* _What you will do_
Set down each entry from the block beneath, exactly as written.

* _Dataset extract_
BEGIN

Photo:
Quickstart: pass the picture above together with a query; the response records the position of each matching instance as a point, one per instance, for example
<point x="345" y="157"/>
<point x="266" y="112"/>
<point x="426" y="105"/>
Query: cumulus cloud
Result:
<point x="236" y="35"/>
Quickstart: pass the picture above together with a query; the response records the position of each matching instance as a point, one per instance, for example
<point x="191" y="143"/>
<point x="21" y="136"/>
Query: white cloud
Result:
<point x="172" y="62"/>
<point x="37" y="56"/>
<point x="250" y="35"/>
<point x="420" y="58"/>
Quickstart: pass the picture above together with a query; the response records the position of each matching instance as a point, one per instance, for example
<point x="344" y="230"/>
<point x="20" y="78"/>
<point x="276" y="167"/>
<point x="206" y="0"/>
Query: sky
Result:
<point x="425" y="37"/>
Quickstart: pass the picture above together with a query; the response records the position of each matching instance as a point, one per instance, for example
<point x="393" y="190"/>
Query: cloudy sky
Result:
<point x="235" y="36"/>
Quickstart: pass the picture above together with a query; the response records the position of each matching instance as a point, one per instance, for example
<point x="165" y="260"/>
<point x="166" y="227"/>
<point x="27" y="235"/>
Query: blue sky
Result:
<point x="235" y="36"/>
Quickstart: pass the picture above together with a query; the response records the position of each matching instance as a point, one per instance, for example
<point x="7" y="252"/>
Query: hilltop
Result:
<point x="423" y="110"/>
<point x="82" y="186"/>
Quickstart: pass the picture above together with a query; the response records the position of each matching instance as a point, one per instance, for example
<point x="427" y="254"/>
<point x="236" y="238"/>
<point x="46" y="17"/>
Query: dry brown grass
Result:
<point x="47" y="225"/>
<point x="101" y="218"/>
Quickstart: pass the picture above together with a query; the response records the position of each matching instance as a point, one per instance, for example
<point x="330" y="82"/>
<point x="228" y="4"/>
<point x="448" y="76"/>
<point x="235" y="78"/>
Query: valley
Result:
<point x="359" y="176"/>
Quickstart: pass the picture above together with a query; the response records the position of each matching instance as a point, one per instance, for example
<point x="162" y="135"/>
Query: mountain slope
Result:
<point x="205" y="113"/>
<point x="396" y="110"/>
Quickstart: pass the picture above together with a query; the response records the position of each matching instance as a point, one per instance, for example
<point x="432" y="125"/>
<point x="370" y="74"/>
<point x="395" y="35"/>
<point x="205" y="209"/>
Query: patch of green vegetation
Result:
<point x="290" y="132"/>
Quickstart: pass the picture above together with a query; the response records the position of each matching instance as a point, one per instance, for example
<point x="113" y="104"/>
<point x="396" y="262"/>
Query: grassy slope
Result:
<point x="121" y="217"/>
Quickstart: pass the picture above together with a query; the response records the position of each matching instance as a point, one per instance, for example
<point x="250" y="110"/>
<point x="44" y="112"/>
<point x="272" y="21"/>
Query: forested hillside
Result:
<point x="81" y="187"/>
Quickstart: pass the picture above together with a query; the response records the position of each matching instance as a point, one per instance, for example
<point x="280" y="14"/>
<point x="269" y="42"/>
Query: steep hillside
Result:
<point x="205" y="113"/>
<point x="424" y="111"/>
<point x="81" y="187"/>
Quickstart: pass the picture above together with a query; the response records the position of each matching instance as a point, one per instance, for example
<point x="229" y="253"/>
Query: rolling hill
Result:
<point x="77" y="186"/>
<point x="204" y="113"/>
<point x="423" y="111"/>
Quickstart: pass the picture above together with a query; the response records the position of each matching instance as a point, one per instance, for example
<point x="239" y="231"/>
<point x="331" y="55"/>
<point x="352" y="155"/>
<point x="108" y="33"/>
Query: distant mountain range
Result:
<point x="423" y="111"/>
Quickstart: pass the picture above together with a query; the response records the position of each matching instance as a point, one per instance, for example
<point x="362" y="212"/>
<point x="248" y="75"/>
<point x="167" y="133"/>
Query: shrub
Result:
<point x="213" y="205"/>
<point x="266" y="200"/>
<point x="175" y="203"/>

END

* _Response to the task_
Photo:
Quickstart: pass the picture above together with a query; the response records the position of each matching instance as a point, one per instance, for example
<point x="345" y="157"/>
<point x="266" y="112"/>
<point x="426" y="105"/>
Query: cumulus cloud
Result:
<point x="236" y="35"/>
Quickstart: pass the picture above together with a query; the response records the position of each matching instance as a point, one per instance, for example
<point x="191" y="143"/>
<point x="21" y="136"/>
Query: white cloud
Result:
<point x="172" y="62"/>
<point x="37" y="56"/>
<point x="250" y="35"/>
<point x="420" y="58"/>
Quickstart: pass the picture above together with a query; the response records the position of each matching instance as a point, one per instance, for example
<point x="344" y="230"/>
<point x="20" y="78"/>
<point x="276" y="167"/>
<point x="206" y="0"/>
Query: sky
Result:
<point x="425" y="37"/>
Quickstart: pass the picture above together with a query; the response records the position of each matching instance as a point, one per instance, for example
<point x="393" y="190"/>
Query: cloudy sky
Result:
<point x="235" y="36"/>
Quickstart: pass the picture above together with a query; the response records the position of each matching instance as a point, one per instance, for example
<point x="165" y="260"/>
<point x="166" y="227"/>
<point x="27" y="235"/>
Query: blue sky
Result:
<point x="235" y="36"/>
Quickstart: pass the picture above together with a query; the response records the position of each matching instance as a point, one per instance, for example
<point x="7" y="252"/>
Query: hilltop
Result:
<point x="423" y="110"/>
<point x="82" y="186"/>
Quickstart: pass the picture above together with a query; the response records the position of each matching instance as a point, one per instance, for example
<point x="427" y="254"/>
<point x="236" y="238"/>
<point x="46" y="17"/>
Query: dry brown grass
Result:
<point x="47" y="225"/>
<point x="101" y="218"/>
Quickstart: pass the picture above together with a query; the response records the position of each matching instance as a point, one per instance, for example
<point x="330" y="82"/>
<point x="228" y="4"/>
<point x="448" y="76"/>
<point x="235" y="78"/>
Query: valley
Result:
<point x="359" y="176"/>
Quickstart: pass the picture above together with a query; the response records the position of each matching instance as a point, one per instance, for example
<point x="162" y="135"/>
Query: mountain slope
Result:
<point x="205" y="113"/>
<point x="396" y="110"/>
Quickstart: pass the picture above together with a query; the response records the position of each matching instance as a point, one per instance, for example
<point x="432" y="125"/>
<point x="370" y="74"/>
<point x="395" y="35"/>
<point x="205" y="209"/>
Query: patch of green vegetation
Result:
<point x="290" y="132"/>
Quickstart: pass the picture above together with a query; the response records the position of each matching instance as a point, one per instance, for example
<point x="113" y="104"/>
<point x="396" y="262"/>
Query: grassy slope
Result:
<point x="121" y="217"/>
Quickstart: pass the picture above together with a query; the response records the position of each matching instance as a point, one per instance, for example
<point x="250" y="110"/>
<point x="44" y="112"/>
<point x="272" y="21"/>
Query: forested hillside
Result:
<point x="81" y="187"/>
Quickstart: pass the picture above together with a query; the response records the position of each matching instance as a point, one per instance, for example
<point x="280" y="14"/>
<point x="269" y="42"/>
Query: steep hillside
Result:
<point x="205" y="113"/>
<point x="424" y="111"/>
<point x="81" y="187"/>
Quickstart: pass the picture above together with a query; the response records the position of each matching instance as a point, one per instance, for example
<point x="229" y="253"/>
Query: rolling hill
Result:
<point x="77" y="186"/>
<point x="204" y="113"/>
<point x="423" y="111"/>
Quickstart: pass the picture above together with a query; the response records the position of each matching instance as a point, one per instance, for example
<point x="239" y="231"/>
<point x="331" y="55"/>
<point x="352" y="155"/>
<point x="108" y="33"/>
Query: distant mountain range
Result:
<point x="423" y="111"/>
Quickstart: pass the picture above together with a query; the response records the position of each matching instance as a point, one per instance, for example
<point x="362" y="212"/>
<point x="248" y="75"/>
<point x="167" y="133"/>
Query: shrub
Result:
<point x="213" y="205"/>
<point x="266" y="200"/>
<point x="175" y="203"/>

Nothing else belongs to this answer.